§ **PROBLEM TO WORK ON**
Exactly as they appear, print the line with "Target: station building" and each line after it through the end of the entries below; leave out pictures.

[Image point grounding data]
---

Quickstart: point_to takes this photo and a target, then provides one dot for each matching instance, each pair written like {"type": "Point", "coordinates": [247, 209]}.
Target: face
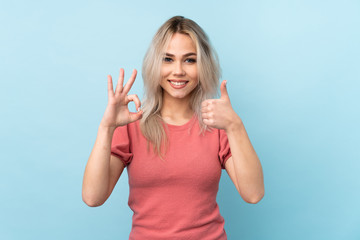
{"type": "Point", "coordinates": [179, 75]}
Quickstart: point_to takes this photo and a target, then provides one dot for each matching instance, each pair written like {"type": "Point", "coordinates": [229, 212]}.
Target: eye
{"type": "Point", "coordinates": [167, 59]}
{"type": "Point", "coordinates": [190, 60]}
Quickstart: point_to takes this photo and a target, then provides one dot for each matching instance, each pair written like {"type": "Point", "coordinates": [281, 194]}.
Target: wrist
{"type": "Point", "coordinates": [106, 128]}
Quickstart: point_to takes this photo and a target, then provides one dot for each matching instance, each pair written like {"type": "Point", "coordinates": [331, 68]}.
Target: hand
{"type": "Point", "coordinates": [117, 112]}
{"type": "Point", "coordinates": [218, 113]}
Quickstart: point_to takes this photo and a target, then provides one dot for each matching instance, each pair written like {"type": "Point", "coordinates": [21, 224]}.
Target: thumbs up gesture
{"type": "Point", "coordinates": [218, 113]}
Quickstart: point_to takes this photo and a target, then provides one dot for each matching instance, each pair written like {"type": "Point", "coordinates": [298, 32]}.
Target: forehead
{"type": "Point", "coordinates": [181, 43]}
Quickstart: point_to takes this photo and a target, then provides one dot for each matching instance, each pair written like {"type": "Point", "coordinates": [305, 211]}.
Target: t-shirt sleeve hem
{"type": "Point", "coordinates": [124, 162]}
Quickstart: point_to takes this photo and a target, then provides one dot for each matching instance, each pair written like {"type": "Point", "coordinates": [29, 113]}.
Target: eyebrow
{"type": "Point", "coordinates": [185, 55]}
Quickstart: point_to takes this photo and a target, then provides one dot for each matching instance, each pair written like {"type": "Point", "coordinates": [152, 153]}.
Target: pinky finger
{"type": "Point", "coordinates": [207, 122]}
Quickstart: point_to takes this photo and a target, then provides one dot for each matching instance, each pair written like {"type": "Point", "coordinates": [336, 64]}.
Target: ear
{"type": "Point", "coordinates": [223, 90]}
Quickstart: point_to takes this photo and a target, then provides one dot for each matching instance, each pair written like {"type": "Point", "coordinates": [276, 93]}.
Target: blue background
{"type": "Point", "coordinates": [293, 71]}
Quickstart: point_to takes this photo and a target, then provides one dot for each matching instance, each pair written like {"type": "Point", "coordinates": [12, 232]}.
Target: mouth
{"type": "Point", "coordinates": [178, 83]}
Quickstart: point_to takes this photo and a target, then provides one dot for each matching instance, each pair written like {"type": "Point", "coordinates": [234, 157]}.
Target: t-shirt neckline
{"type": "Point", "coordinates": [181, 127]}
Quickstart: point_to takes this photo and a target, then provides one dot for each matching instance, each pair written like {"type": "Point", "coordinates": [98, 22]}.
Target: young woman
{"type": "Point", "coordinates": [175, 146]}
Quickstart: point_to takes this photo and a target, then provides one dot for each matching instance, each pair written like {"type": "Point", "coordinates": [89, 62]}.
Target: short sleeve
{"type": "Point", "coordinates": [120, 145]}
{"type": "Point", "coordinates": [224, 149]}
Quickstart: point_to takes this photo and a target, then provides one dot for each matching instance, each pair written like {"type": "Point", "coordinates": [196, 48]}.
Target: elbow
{"type": "Point", "coordinates": [255, 199]}
{"type": "Point", "coordinates": [91, 201]}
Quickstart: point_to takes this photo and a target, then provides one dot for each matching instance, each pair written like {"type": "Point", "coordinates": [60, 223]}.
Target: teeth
{"type": "Point", "coordinates": [178, 83]}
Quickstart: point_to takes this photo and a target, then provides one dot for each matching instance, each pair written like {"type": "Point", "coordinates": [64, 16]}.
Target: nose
{"type": "Point", "coordinates": [178, 69]}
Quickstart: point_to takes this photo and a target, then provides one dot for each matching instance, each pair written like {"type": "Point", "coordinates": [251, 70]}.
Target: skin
{"type": "Point", "coordinates": [179, 64]}
{"type": "Point", "coordinates": [103, 169]}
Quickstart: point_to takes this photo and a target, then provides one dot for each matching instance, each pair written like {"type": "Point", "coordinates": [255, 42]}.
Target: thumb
{"type": "Point", "coordinates": [223, 90]}
{"type": "Point", "coordinates": [136, 116]}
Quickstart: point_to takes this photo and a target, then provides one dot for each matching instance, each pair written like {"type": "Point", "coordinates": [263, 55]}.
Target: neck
{"type": "Point", "coordinates": [176, 110]}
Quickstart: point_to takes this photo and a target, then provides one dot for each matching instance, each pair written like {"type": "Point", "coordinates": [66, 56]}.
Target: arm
{"type": "Point", "coordinates": [103, 169]}
{"type": "Point", "coordinates": [244, 167]}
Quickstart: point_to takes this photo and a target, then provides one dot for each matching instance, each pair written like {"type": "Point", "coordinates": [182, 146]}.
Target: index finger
{"type": "Point", "coordinates": [130, 82]}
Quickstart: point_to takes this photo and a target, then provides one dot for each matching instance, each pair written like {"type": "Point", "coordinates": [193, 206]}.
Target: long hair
{"type": "Point", "coordinates": [151, 124]}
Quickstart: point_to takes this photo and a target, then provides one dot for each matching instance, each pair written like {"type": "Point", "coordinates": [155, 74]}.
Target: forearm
{"type": "Point", "coordinates": [97, 171]}
{"type": "Point", "coordinates": [246, 164]}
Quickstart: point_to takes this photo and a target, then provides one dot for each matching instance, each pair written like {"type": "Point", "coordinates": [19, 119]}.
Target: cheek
{"type": "Point", "coordinates": [165, 71]}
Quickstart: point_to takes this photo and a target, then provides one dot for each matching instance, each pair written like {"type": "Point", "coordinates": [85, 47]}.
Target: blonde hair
{"type": "Point", "coordinates": [151, 124]}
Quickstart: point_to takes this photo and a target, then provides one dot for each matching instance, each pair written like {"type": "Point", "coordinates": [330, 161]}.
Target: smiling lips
{"type": "Point", "coordinates": [178, 83]}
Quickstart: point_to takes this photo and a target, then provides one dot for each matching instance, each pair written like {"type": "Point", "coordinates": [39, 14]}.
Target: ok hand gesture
{"type": "Point", "coordinates": [117, 112]}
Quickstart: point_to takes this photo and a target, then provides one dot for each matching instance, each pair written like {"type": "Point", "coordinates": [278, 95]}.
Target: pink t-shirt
{"type": "Point", "coordinates": [175, 197]}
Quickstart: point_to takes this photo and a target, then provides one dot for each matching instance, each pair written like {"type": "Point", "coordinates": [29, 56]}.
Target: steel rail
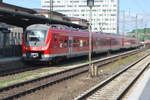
{"type": "Point", "coordinates": [105, 82]}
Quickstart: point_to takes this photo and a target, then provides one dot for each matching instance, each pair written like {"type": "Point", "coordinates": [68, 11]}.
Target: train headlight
{"type": "Point", "coordinates": [24, 55]}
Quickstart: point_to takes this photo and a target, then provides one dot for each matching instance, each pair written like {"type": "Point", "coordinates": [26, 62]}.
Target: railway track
{"type": "Point", "coordinates": [116, 86]}
{"type": "Point", "coordinates": [23, 88]}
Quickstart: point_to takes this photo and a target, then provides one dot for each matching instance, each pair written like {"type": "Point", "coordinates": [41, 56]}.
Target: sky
{"type": "Point", "coordinates": [131, 8]}
{"type": "Point", "coordinates": [128, 5]}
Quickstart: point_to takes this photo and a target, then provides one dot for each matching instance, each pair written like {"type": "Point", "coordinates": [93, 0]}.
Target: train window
{"type": "Point", "coordinates": [66, 43]}
{"type": "Point", "coordinates": [81, 43]}
{"type": "Point", "coordinates": [61, 44]}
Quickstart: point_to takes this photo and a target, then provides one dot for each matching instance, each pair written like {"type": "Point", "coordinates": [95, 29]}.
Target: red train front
{"type": "Point", "coordinates": [53, 42]}
{"type": "Point", "coordinates": [36, 43]}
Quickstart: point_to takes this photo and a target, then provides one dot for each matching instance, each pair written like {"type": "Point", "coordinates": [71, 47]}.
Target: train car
{"type": "Point", "coordinates": [43, 42]}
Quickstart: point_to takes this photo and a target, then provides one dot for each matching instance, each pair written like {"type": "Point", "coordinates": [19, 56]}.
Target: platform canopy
{"type": "Point", "coordinates": [24, 19]}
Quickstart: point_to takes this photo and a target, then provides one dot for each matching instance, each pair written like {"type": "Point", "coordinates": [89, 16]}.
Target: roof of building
{"type": "Point", "coordinates": [24, 19]}
{"type": "Point", "coordinates": [16, 8]}
{"type": "Point", "coordinates": [48, 12]}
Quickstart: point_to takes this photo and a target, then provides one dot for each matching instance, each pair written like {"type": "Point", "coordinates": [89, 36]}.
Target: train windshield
{"type": "Point", "coordinates": [35, 37]}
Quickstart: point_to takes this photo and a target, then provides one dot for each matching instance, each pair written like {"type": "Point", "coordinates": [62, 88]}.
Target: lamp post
{"type": "Point", "coordinates": [90, 4]}
{"type": "Point", "coordinates": [51, 10]}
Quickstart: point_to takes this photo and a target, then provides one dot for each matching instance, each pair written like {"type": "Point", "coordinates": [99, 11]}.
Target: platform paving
{"type": "Point", "coordinates": [142, 90]}
{"type": "Point", "coordinates": [9, 59]}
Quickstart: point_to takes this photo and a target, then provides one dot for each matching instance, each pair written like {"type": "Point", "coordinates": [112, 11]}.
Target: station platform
{"type": "Point", "coordinates": [142, 89]}
{"type": "Point", "coordinates": [9, 59]}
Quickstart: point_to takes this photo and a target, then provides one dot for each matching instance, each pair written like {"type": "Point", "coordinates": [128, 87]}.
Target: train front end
{"type": "Point", "coordinates": [35, 46]}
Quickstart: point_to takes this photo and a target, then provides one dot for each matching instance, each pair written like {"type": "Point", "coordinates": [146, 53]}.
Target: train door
{"type": "Point", "coordinates": [70, 46]}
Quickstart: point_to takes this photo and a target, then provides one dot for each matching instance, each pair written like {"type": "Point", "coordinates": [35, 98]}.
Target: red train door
{"type": "Point", "coordinates": [70, 45]}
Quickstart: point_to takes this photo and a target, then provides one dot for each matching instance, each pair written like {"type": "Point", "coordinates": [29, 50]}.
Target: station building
{"type": "Point", "coordinates": [104, 13]}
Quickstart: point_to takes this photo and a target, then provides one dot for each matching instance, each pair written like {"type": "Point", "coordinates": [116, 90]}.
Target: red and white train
{"type": "Point", "coordinates": [43, 42]}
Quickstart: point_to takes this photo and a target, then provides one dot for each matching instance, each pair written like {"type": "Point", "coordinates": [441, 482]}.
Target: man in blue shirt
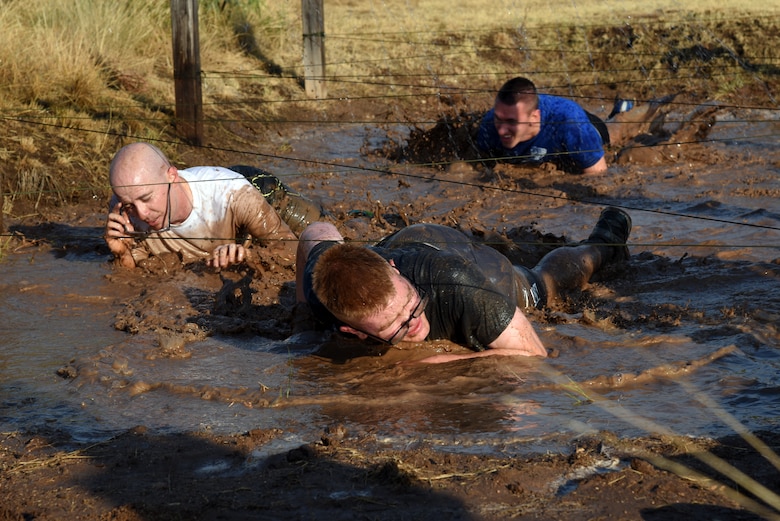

---

§ **ANSWER FOR THE TASK**
Target: station building
{"type": "Point", "coordinates": [104, 13]}
Quickstart: point_to takes this photo and a target, then provides one dot for each matching instance, each pair written like {"type": "Point", "coordinates": [116, 90]}.
Target: red and white train
{"type": "Point", "coordinates": [43, 42]}
Quickstart: point_to takes this photo and a target, then provides one dot for each matching instance, each pair written like {"type": "Point", "coordinates": [441, 482]}.
Target: man in blue shirt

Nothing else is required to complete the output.